■ **Zu lesender Auszug**:
DE EN CZ

Fünf knallharte Fragen für Gießereien

Das Thema Nachhaltigkeit ist in aller Munde. Auch in der Gießereibranche. Da Nachhaltigkeitskriterien aber noch nicht routinemäßig in den Einkaufskriterien aller Abnehmer von Gussprodukten angekommen sind, wird Nachhaltigkeitsangaben von Lieferanten momentan nicht immer auf den Zahn gefühlt.

Das wird sich allmählich ändern. Und dann trennt sich die Spreu vom Weizen. Wer meint es ernst und macht tatsächlich Fortschritte, wer betreibt nur Greenwashing?

Hier bei Römheld & Moelle sind wir der Ansicht, dass nur Transparenz und rigorose Quantifizierung echte Fortschritte bei der Nachhaltigkeit bewirken. Harte Fragen von außen helfen, es immer besser zu machen (und sich dabei nichts vorzumachen).

Harte Fragen von außen – dazu war bei uns kürzlich ein Großkunde zum Nachhaltigkeits-Audit zu Besuch. Hier sind unsere Top 5 Fragen, vor denen alle, die es ernst meinen, keine Angst haben müssen, da sie ehrliche Bestrebungen offenlegen und Verbesserungs­potenzial aufzeigen.

■ **Bereitgestellte Angaben**:
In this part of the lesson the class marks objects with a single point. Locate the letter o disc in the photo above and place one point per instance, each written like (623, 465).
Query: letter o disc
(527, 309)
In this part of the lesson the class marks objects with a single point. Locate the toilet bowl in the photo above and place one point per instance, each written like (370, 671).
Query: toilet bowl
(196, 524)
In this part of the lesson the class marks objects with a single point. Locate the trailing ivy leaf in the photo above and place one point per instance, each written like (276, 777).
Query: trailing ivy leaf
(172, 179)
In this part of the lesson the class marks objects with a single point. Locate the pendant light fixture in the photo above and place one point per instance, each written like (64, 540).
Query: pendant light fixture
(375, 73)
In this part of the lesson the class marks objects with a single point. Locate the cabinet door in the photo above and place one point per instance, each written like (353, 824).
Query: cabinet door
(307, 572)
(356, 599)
* * *
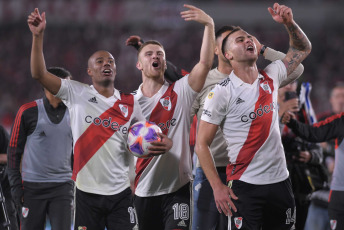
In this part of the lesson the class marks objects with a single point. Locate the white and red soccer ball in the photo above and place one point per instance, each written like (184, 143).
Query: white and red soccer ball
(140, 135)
* * *
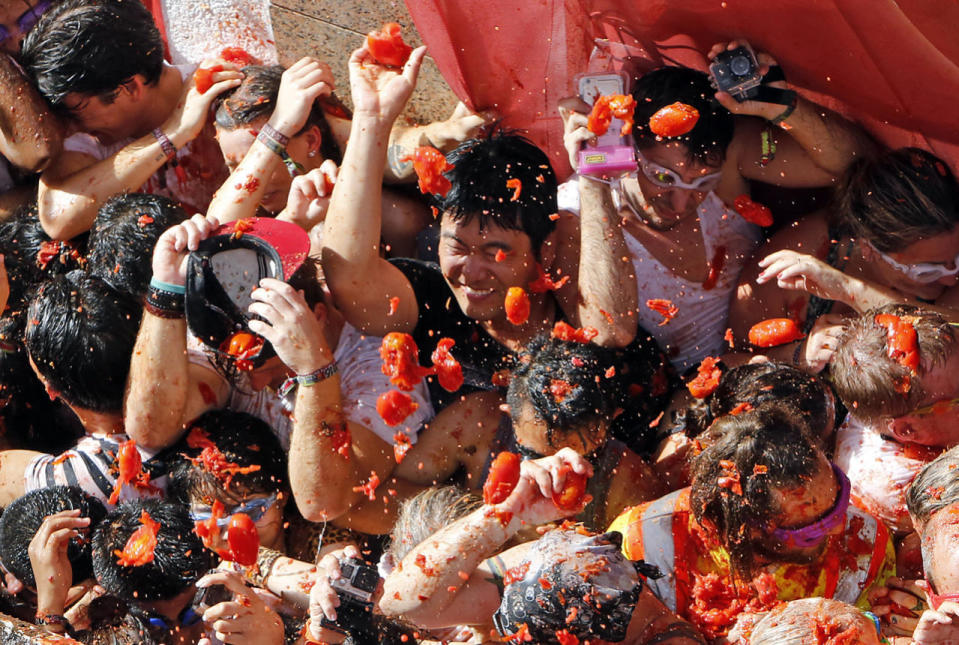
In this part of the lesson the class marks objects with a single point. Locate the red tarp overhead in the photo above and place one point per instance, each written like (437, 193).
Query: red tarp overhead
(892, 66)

■ **Erforderliche Schritte**:
1. Erklären Sie in ein bis drei Sätzen, warum den Nachhaltigkeitsangaben von Lieferanten laut dem Text über Nachhaltigkeit in Gießereien derzeit nicht immer auf den Zahn gefühlt wird.
2. Fahren Sie mit dem Text über Nachhaltigkeit in Gießereien nach seinem letzten Satz fort.
Das Material spielt hierbei keine Rolle.

■ **Gelöste Aufgaben**:
1. Nachhaltigkeitskriterien sind noch nicht routinemäßig in den Einkaufskriterien aller Abnehmer von Gussprodukten angekommen. Deshalb werden die Nachhaltigkeitsangaben von Lieferanten momentan nicht immer überprüft.

2.
Frage 1: Wo liegen in Ihrer Gießerei die Chancen, wo die aktuellen Herausforderungen?
Warum ist das eine gute Frage? Wer es ernst meint, weiß, wo leichte Beute zu machen ist, ist sich aber auch der größten Baustellen bewusst. Gute Nachhaltigkeitsarbeit heißt, Herausforderungen offen anzusprechen, auch wenn es noch keine Lösung gibt.

Bei uns ist das momentan unter anderem die Tatsache, dass wir in der 3D-Sanddruck-Produktion nur Neusand einsetzen können (dafür verwenden wir in der Handformerei überhaupt keinen Neusand mehr).

Chancen sehen wir zum Beispiel in der Digitalisierung unseres bereits sehr effizienten Elektroschmelzbetriebs. Wir gehen davon aus, durch smarte Prozesssteuerung und den Einsatz von KI-Tools noch weitere Energieeinsparpotentiale heben zu können.

Frage 2: Wie ist das Nachhaltigkeitsmanagement in Ihrer Gießerei strukturiert?
Warum ist das eine gute Frage? Wenn Nachhaltigkeit nur ein Nebenprojekt von vielen ist, wird es in der Regel nicht systematisch und konsistent angegangen. Eine interne Abteilung mit klarem Auftrag und der Lizenz, überall unter die Haube zu schauen, ist wichtig. Bei uns ist die kleine, aber feine Nachhaltigkeitsabteilung zudem direkt der Geschäftsführung unterstellt. In der Praxis erhöht das die Kooperationsbereitschaft im Unternehmen und hilft bei der Implementierung von Maßnahmen.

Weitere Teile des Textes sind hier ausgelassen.